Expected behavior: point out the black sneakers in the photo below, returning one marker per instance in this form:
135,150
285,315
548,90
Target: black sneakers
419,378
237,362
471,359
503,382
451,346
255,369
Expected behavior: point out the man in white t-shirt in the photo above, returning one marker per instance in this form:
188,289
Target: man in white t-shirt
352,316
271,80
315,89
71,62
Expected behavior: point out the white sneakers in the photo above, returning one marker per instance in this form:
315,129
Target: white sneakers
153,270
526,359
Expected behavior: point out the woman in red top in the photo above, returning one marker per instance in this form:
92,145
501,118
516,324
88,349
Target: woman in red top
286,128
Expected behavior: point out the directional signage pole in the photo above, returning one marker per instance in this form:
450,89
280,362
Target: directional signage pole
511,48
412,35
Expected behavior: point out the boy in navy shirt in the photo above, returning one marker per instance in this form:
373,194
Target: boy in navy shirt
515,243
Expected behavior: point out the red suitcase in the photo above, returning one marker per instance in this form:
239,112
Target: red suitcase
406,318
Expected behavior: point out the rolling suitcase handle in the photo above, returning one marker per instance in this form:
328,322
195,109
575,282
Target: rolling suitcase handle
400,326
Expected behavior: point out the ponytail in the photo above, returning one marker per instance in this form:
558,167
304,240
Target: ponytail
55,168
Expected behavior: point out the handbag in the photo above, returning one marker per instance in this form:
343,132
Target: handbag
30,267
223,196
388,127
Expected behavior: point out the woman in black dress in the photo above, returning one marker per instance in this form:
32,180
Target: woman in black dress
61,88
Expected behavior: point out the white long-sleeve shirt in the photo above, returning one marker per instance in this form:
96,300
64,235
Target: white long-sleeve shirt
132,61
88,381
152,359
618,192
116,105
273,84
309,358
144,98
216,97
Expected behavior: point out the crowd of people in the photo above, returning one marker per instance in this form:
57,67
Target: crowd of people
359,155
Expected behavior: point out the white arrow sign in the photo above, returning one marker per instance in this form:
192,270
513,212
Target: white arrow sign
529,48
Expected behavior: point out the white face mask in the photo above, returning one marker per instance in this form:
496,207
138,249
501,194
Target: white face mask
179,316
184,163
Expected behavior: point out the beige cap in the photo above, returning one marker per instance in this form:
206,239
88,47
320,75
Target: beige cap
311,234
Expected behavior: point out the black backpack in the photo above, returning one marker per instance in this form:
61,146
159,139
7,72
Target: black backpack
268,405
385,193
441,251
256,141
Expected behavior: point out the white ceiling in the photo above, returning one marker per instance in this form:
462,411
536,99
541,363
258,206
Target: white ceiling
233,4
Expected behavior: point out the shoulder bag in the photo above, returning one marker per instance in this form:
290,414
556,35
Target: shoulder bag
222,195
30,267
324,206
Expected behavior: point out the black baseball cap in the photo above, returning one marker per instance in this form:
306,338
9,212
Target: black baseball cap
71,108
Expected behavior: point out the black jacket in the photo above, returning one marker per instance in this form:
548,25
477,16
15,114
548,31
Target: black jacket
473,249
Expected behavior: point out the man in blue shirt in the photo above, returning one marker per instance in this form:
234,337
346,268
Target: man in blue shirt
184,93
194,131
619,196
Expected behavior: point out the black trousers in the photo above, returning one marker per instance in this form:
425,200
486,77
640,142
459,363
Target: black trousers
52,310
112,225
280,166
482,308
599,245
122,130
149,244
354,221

------------------------------

* [WRITTEN PROBLEM] Print the complete listing again, exactly as it stands.

* [RESPONSE]
Expected behavior: point out the black sneakers in the photo below, returning one marker per instance in this form:
135,150
285,315
548,90
Target: black sneakers
419,378
237,362
471,359
503,382
451,346
255,369
Expected behavior: point out the man in white t-shirt in the photo above, returning one marker per instance in this form:
188,289
Target: man in white t-shirt
352,316
271,80
315,89
71,62
Expected behavior: point out the white sneakers in the photo above, returning one marker per instance in this form:
315,129
Target: white sneakers
153,270
526,359
Expected behavior: point out the woman in red top in the photo above, returning one marker per instance in this form:
92,145
501,118
516,324
88,349
Target: woman in red top
286,128
Expected behavior: point out the directional signage pole in the photo above, returning one marker per instance in this form:
450,89
280,362
Target: directional signage pole
511,48
412,35
Expected behavior: point out the boy in navy shirt in the photo above, returning one marker per instance in this form:
373,194
Target: boy in navy shirt
515,243
Expected behavior: point out the red suitcase in the photo above, returning one marker per instance in this form:
239,112
Target: red suitcase
406,318
Expected behavior: point out the rolling suitcase handle in the photo above, returning one marker per instance in this form:
328,322
195,109
575,282
Target: rolling suitcase handle
400,326
Expected behavior: point out the ponytail in the photo above, returning one marker per instance in this form:
558,167
304,240
Target: ponytail
55,168
Expected behavior: point out the handbag in the photo above, returning one marker per instance in this form:
343,132
Target: handbag
30,267
223,196
388,127
Expected behavior: point out the woman in black dress in the photo above, returning one marker per instance in this form:
32,180
Target: woman in black dress
61,88
Expected behavior: point out the white long-sleeve shirt in the photo above, returning one marker per instance in this form:
96,300
64,235
Target: white long-sleeve shirt
132,61
88,381
152,359
618,192
116,105
273,84
309,358
144,98
216,97
Expected behavior: point out the crowd of people in the photo above, returning one marker per instance in this form:
57,67
Target: crowd of people
359,155
Expected behavior: point out the white arrow sign in the photo above, returning one marker per instance in this form:
192,270
513,212
Target: white arrow sign
529,48
Expected behavior: point out the white face mask in the photo above, returning one marker per instance in this form:
496,207
138,249
501,194
Target: white face mask
179,316
184,163
Expected behavior: point out the beige cap in the photo above, returning one marker per instance in this form:
206,239
88,47
320,75
Target: beige cap
311,234
Expected behavior: point out the black backpack in the photo above, returning one marker per instance in this form:
61,146
159,139
7,72
Target: black backpack
268,405
385,193
441,251
256,141
Expected behavior: point out the white ceiling in the photo above, returning one marker per instance in this form:
462,411
536,99
541,363
258,206
Target: white ceiling
233,4
Expected behavior: point out the shoulder bag in the photo above, returning one marker per instance in this form:
290,414
556,35
Target: shoulder bag
222,195
30,267
324,206
Expected behavior: point out the black baseball cap in the photo above, returning one marker per instance in this form:
306,338
9,212
Target: black baseball cap
71,108
Expected behavior: point out the black jacket in the photo above, returning one marker per instance in this form:
548,25
477,16
15,114
548,31
Target: black jacket
473,249
Expected behavior: point out the man in blue shirt in the photo above, returning one marker per instance in this form:
234,337
346,268
Target: man in blue shirt
184,93
194,131
619,196
Expected behavior: point out the black trousers in the photo above, returning one marker per instance in this form:
425,200
486,77
640,142
459,363
Target: black trousers
52,310
112,225
280,166
482,308
599,245
122,130
149,244
354,221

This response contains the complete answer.